▶ [Passage to read]
Computer Vision in Azure AI solutions

Source: My personal notes from Course AI-102T00-A: Develop AI solutions in Azure - Microsoft Learn with labs from Exercises for Develop vision solutions in Azure

Image Analysis

Use cases: create captions for image, image tagging, detect and locate objects and people

Existing models will respond with JSON with the image information. Response will include information like entity and the boundary box of the entity in the image.

Access can be using an SDK or API to submit images and get responses.

Text in Images

Use cases: get information from text like addresses, identifiers, numbers, photographer, license plates, and digitize notes

Optical character recognition (OCR) recognizes text and structure. Responses from the service include blocks and text and information for that block.

Example solution: A camera periodically uploads images to blob storage. On an event, the code checks for an update, extracts entities and responds.

Facial Recognition: Detect, Analyze And Recognize Faces

Use cases: detect and locate faces, analyze facial features.

Using Azure AI face services requires approval due to sensitivity and are used for facial recognition solutions. For features, see Computer Vision (CV) Concepts and in Azure - Computer Vision (CV) Concepts and in Azure

Accessing Azure AI Vision Face resources can be done using Face SDK to get detection and face attributes and features responses.

Classify images and detect objects

Use case: classify images (categorization) and detect object(s) and classify them

Classification can be:

Multi class where each image is tagged with 1 class label from several, for example apple from [apple, orange, pineapple, banana].
Multi label where each image can be tagged with multiple classes, for example fruit bowl with apple, orange, and banana

Example solutions: Food processing where image classification checks for “good” versions of a food product and remove “bad” versions. Medical imaging checks if a disease is present or not.

See Research Data - Mendeley Data for sample data sets to play with.

Azure AI Custom Vision

Models can be trained with custom classifications.

Generative AI and Vision

Multimodel generative AI

Multimodel generative AI model respond to prompts and return created content. Prompts can include text, speech, and images and typically include a text part and media part.

Generate images with AI

Uses prompt to create images.

Image generation can have responsible AI implications like other generative AI with malicious use.

Exercise: Analyze Images

Create Azure AI vision resource and using the SDK, submit images for captions, entity location, get objects, tagging, and people identification.

Exercise: Detect and analyze faces

Create a face service and using the SDK, submit images for face detection and boundary box location.

Exercise: Generate images with AI

Use the OpenAI DALL-E generative AI model like dall-e-3 to create images and OpenAI Python SDK to create a simple app to generate images based on prompts.

▶ [Study questions]
**a)** Do the following statements agree with the notes on computer vision in Azure? (i) Using Azure AI face services requires approval. (ii) In multi class classification, each image can be tagged with several class labels. (iii) The image generation exercise uses the OpenAI Python SDK. For each, answer yes or no and quote the words of the notes that decide it.
**b)** Copy everything in the notes on computer vision in Azure from "Use cases: create" down to "in the image.".
**c)** According to the notes on computer vision in Azure, what does optical character recognition (OCR) recognize?

▶ [Saved entries]
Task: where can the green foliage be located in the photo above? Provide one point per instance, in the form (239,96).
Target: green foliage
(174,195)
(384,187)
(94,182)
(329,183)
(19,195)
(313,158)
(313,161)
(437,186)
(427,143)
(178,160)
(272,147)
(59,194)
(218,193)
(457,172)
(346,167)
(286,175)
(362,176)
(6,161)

▶ [Task-by-task outputs]
**a)**
(i) Yes: "Using Azure AI face services requires approval due to sensitivity"
(ii) No: "Multi class where each image is tagged with 1 class label from several"
(iii) Yes: "OpenAI Python SDK to create a simple app to generate images based on prompts"

**b)**
Use cases: create captions for image, image tagging, detect and locate objects and people

Existing models will respond with JSON with the image information. Response will include information like entity and the boundary box of the entity in the image.

**c)** OCR recognizes text and structure.